*** Opening of Supplied records ***
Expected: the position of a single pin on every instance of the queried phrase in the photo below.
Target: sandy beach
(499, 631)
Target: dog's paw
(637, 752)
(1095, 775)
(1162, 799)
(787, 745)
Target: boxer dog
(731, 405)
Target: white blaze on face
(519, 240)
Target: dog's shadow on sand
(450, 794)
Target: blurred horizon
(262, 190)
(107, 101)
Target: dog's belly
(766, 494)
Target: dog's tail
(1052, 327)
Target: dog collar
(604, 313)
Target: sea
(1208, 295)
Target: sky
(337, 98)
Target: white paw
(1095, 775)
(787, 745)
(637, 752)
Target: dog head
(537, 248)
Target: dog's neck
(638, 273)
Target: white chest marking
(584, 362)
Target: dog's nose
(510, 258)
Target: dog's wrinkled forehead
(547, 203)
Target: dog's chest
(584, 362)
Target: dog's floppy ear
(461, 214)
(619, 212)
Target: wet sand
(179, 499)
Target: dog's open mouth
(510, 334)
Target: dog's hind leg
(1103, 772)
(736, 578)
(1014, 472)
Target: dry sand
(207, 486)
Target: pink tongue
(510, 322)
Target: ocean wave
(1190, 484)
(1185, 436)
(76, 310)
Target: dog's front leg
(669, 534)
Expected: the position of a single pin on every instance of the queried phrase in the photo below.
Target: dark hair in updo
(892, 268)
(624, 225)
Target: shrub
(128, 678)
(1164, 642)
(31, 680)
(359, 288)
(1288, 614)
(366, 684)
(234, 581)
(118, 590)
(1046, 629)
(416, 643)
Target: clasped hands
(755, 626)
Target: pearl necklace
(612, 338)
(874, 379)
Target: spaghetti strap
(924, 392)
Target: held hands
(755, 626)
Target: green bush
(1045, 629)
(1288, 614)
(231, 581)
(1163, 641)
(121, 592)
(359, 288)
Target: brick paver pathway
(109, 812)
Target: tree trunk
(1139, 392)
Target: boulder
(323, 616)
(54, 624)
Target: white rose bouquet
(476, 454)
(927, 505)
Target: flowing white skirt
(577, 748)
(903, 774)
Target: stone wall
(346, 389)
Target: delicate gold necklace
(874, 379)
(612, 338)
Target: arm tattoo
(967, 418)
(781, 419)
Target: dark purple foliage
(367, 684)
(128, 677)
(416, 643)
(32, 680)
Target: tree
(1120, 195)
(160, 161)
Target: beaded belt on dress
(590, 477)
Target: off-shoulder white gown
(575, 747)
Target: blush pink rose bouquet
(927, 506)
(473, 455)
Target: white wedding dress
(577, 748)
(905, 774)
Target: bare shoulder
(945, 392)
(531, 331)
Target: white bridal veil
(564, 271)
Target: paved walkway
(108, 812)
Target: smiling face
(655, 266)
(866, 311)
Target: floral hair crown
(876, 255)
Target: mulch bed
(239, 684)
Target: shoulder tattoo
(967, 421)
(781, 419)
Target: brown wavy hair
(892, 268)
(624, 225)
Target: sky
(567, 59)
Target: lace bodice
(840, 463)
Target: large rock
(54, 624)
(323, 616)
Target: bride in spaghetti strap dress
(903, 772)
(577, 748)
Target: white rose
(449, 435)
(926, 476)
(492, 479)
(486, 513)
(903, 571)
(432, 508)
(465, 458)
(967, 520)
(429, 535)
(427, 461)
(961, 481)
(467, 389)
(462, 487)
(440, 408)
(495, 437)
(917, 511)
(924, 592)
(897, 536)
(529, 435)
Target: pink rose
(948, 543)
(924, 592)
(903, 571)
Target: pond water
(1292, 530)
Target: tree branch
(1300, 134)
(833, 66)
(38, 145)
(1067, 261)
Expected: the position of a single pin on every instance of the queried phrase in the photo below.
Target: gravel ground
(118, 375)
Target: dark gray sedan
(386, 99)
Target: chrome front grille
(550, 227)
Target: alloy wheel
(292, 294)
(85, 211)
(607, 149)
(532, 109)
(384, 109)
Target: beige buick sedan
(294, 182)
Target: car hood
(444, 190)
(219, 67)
*** Close of Supplied records ***
| Work task |
All of the material above must be transcribed exactly, with no line dropped.

| Solution to this problem |
Expected: the position of a single pin on every instance of the queried phrase in the photo below.
Target: sandy beach
(499, 631)
Target: dog's paw
(637, 752)
(1095, 775)
(1162, 799)
(787, 745)
Target: boxer dog
(731, 405)
Target: white blaze on face
(519, 240)
Target: dog's shadow on sand
(450, 794)
Target: blurred horizon
(262, 190)
(107, 101)
Target: dog's belly
(766, 494)
Target: dog's tail
(1052, 327)
Target: dog collar
(604, 313)
Target: sea
(1208, 295)
Target: sky
(337, 98)
Target: white paw
(1095, 775)
(787, 745)
(637, 752)
Target: dog head
(537, 248)
Target: dog's neck
(638, 273)
Target: white chest marking
(584, 362)
Target: dog's nose
(510, 258)
Target: dog's wrinkled forehead
(547, 203)
Target: dog's chest
(584, 362)
Target: dog's floppy ear
(461, 214)
(619, 212)
Target: wet sand
(179, 499)
Target: dog's open mouth
(510, 334)
Target: dog's hind leg
(1103, 772)
(736, 578)
(1014, 472)
Target: dry sand
(207, 486)
Target: pink tongue
(510, 322)
Target: ocean wave
(1190, 484)
(1185, 436)
(76, 310)
Target: dog's front leg
(669, 534)
Expected: the position of a single pin on every instance of the queried phrase in the photo below.
Target: dark hair in updo
(892, 268)
(624, 225)
Target: shrub
(128, 678)
(1164, 642)
(31, 680)
(359, 288)
(1288, 614)
(366, 684)
(234, 581)
(118, 590)
(1046, 629)
(416, 643)
Target: clasped hands
(755, 626)
Target: pearl necklace
(612, 338)
(874, 379)
Target: spaghetti strap
(924, 392)
Target: held hands
(755, 626)
Target: green bush
(1045, 629)
(1288, 614)
(231, 581)
(1163, 641)
(121, 592)
(359, 288)
Target: brick paver pathway
(109, 812)
Target: tree trunk
(1139, 392)
Target: boulder
(323, 616)
(54, 624)
Target: white rose bouquet
(476, 454)
(927, 505)
Target: flowing white skirt
(577, 748)
(903, 774)
Target: stone wall
(346, 389)
Target: delicate gold necklace
(874, 379)
(612, 338)
Target: arm tattoo
(967, 418)
(781, 419)
Target: dark purple foliage
(367, 684)
(128, 677)
(416, 643)
(32, 680)
Target: tree
(1120, 195)
(160, 161)
Target: beaded belt on dress
(590, 477)
Target: off-shoulder white gown
(575, 747)
Target: blush pink rose bouquet
(927, 506)
(473, 455)
Target: white wedding dress
(577, 748)
(905, 774)
Target: bare shoulder
(945, 392)
(531, 331)
Target: white bridal veil
(564, 271)
Target: paved walkway
(108, 812)
Target: smiling face
(655, 266)
(866, 311)
Target: floral hair crown
(876, 255)
Target: mulch bed
(239, 684)
Target: shoulder tattoo
(967, 421)
(781, 419)
Target: brown wavy hair
(892, 268)
(624, 225)
Target: sky
(567, 59)
Target: lace bodice
(840, 463)
Target: large rock
(54, 624)
(323, 616)
Target: bride in spaghetti strap dress
(903, 772)
(577, 748)
Target: white rose
(449, 435)
(926, 476)
(492, 479)
(486, 513)
(903, 571)
(432, 508)
(465, 458)
(967, 520)
(429, 535)
(427, 461)
(961, 481)
(467, 389)
(462, 487)
(440, 408)
(495, 437)
(917, 511)
(924, 592)
(897, 536)
(529, 435)
Target: pink rose
(948, 543)
(924, 592)
(903, 571)
Target: pond water
(1292, 530)
Target: tree branch
(1300, 134)
(833, 66)
(38, 145)
(1067, 261)
Expected: the position of a single pin on every instance of the queried phrase in the photo below.
Target: gravel ground
(118, 375)
Target: dark gray sedan
(386, 99)
Target: chrome front grille
(550, 227)
Target: alloy wheel
(292, 294)
(85, 211)
(607, 149)
(532, 109)
(384, 109)
Target: beige buick sedan
(294, 182)
Target: car hood
(444, 190)
(219, 67)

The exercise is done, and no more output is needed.